== Records to use

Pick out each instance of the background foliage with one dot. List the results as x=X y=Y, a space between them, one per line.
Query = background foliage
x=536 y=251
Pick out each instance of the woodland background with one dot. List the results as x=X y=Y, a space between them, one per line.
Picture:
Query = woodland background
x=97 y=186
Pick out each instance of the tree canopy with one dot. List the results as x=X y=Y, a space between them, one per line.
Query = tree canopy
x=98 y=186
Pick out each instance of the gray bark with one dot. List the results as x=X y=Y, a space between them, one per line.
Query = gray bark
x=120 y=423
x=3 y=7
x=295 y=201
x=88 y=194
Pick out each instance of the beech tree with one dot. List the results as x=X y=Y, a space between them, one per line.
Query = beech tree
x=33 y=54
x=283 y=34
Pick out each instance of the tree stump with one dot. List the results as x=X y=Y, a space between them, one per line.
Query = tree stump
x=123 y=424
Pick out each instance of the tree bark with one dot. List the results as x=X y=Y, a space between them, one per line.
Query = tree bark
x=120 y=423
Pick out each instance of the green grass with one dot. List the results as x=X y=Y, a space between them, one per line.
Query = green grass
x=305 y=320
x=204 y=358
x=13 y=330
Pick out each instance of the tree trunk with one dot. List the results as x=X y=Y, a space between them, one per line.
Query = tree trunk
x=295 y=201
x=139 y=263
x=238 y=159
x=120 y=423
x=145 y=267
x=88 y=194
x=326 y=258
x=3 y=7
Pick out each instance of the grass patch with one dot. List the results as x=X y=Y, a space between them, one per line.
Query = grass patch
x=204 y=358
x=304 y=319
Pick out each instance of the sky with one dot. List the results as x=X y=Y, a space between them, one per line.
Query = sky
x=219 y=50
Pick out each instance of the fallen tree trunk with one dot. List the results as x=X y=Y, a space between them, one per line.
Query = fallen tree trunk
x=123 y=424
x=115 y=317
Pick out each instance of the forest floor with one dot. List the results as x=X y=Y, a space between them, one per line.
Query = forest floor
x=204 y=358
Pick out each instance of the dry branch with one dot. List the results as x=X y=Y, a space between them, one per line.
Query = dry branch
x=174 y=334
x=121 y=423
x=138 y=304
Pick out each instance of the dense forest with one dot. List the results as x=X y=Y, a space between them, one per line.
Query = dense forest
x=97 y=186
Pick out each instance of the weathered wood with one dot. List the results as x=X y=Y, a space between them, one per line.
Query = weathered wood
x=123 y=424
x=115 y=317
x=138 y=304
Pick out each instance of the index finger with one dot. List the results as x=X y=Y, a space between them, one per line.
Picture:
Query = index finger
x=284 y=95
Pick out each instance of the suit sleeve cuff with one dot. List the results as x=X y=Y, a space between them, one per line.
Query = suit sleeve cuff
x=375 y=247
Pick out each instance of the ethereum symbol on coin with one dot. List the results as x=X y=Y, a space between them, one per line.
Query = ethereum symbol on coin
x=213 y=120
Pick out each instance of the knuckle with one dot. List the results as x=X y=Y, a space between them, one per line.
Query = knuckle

====

Retype the records above, but only those lines that fall between the line containing "Pick out each instance of the gray" and the line containing "Pick out each instance of the green", with both of those lines included, exactly as written.

Pick out each instance of the gray bark with one dot. List the results as x=X y=Y, a space between them, one per line.
Query = gray bark
x=120 y=423
x=3 y=7
x=295 y=201
x=88 y=194
Pick out each instance of the beech tree with one dot. List the results as x=X y=Y, a space between them, one per line.
Query = beech tree
x=33 y=54
x=283 y=34
Pick out each instance of the tree stump with one dot. List the results as x=X y=Y, a space between them, one per line.
Query = tree stump
x=123 y=424
Pick out each instance of the tree bark with one dot. List the results as x=X y=Y, a space between them, one per line.
Query = tree bark
x=120 y=423
Pick out each instance of the green grass with one dot. List the results as x=X y=Y, a space between them, one per line.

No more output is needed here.